▶ [TASK MATERIAL]
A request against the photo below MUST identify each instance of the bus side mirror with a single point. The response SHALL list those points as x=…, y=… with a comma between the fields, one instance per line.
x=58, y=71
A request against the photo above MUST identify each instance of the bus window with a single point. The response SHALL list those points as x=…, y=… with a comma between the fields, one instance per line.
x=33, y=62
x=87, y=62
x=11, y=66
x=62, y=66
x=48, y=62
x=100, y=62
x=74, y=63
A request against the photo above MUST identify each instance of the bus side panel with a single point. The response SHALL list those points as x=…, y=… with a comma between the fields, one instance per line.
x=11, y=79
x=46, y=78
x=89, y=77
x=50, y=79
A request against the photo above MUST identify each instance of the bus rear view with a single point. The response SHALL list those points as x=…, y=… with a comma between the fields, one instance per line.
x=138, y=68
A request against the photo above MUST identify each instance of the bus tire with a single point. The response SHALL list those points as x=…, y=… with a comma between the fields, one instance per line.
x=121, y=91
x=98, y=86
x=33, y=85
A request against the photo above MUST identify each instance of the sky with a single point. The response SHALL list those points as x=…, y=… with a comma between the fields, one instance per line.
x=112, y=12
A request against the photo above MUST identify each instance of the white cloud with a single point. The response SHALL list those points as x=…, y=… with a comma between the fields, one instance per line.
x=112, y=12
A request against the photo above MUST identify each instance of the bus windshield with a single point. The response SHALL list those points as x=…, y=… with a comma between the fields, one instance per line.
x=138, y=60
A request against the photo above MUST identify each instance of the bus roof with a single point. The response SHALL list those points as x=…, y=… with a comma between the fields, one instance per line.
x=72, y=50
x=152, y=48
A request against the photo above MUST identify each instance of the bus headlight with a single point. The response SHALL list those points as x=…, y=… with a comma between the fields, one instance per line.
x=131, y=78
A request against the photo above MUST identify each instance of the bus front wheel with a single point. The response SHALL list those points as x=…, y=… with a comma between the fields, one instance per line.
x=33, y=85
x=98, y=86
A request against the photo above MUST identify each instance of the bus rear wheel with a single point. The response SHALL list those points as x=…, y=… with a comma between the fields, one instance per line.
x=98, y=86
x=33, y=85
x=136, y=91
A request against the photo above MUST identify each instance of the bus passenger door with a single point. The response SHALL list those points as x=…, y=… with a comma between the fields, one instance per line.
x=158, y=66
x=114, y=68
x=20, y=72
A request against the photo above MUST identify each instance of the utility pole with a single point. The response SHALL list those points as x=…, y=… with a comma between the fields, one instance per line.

▶ [WHAT THIS TASK INVOLVES] Can you reproduce the whole listing above word for word, from its first line through its last?

▶ [SOLUTION TO THIS TASK]
A request against the photo below MUST identify each instance of the bus side mirror with a single point. The response SHALL list those points as x=…, y=… with a comma between the fields, one instance per line.
x=58, y=71
A request against the photo above MUST identify each instance of the bus window with a single point. The response SHALL list those points as x=…, y=… with a comma between the fields, one instance per line.
x=33, y=62
x=87, y=62
x=11, y=66
x=62, y=66
x=48, y=62
x=100, y=62
x=74, y=63
A request against the photo above MUST identify each instance of the bus side panel with a single point. The response SHALL list those points as x=…, y=… with a comma between the fields, one instance per line.
x=11, y=79
x=46, y=78
x=89, y=77
x=50, y=79
A request against the photo above MUST identify each instance of the bus rear view with a single point. The response SHALL list those points as x=…, y=… with a comma between the fields, one instance per line.
x=138, y=68
A request against the photo above MUST identify each instance of the bus tire with a single point. The response SHALL list those points as x=…, y=… with a comma between the fields, one instance per line.
x=121, y=91
x=98, y=86
x=33, y=85
A request against the photo above MUST identify each instance of the sky with a single point. The response SHALL list those points as x=…, y=… with a comma between the fields, one instance per line.
x=112, y=12
A request against the photo above MUST identify each instance of the white cloud with a single point. The response SHALL list those points as x=…, y=… with a comma between the fields, one instance per line.
x=112, y=12
A request against the photo above MUST identify each instance of the bus windshield with a single point. The response SHALL list those points as x=…, y=… with a comma between the fields, one instance per line.
x=138, y=60
A request against the photo above MUST identify each instance of the bus roof with a single point. The response SHALL list those points as x=…, y=… with a comma between the fields, one instance per line.
x=72, y=50
x=152, y=48
A request against the photo above MUST identify each instance of the bus headlight with a single point. The response SHALL list those points as x=…, y=… with a comma between the fields, one instance per line.
x=131, y=78
A request against the photo above MUST identify each instance of the bus front wheel with a single point. The response SHALL list those points as x=…, y=… with a comma between the fields, one instance per line.
x=33, y=85
x=98, y=86
A request against the photo above MUST identify each instance of the bus rear wheel with a single point. The response SHALL list those points as x=…, y=… with a comma between the fields, one instance per line.
x=98, y=86
x=33, y=85
x=136, y=91
A request against the photo above MUST identify each instance of the bus passenger door with a single point. The response SHALL list those points as x=…, y=… with a comma between the fields, one instance per line.
x=158, y=66
x=114, y=68
x=20, y=72
A request against the photo above MUST identify each instance of the utility pole with a single point. The response SHALL list those points as x=…, y=… with a comma between the fields, one instance per line.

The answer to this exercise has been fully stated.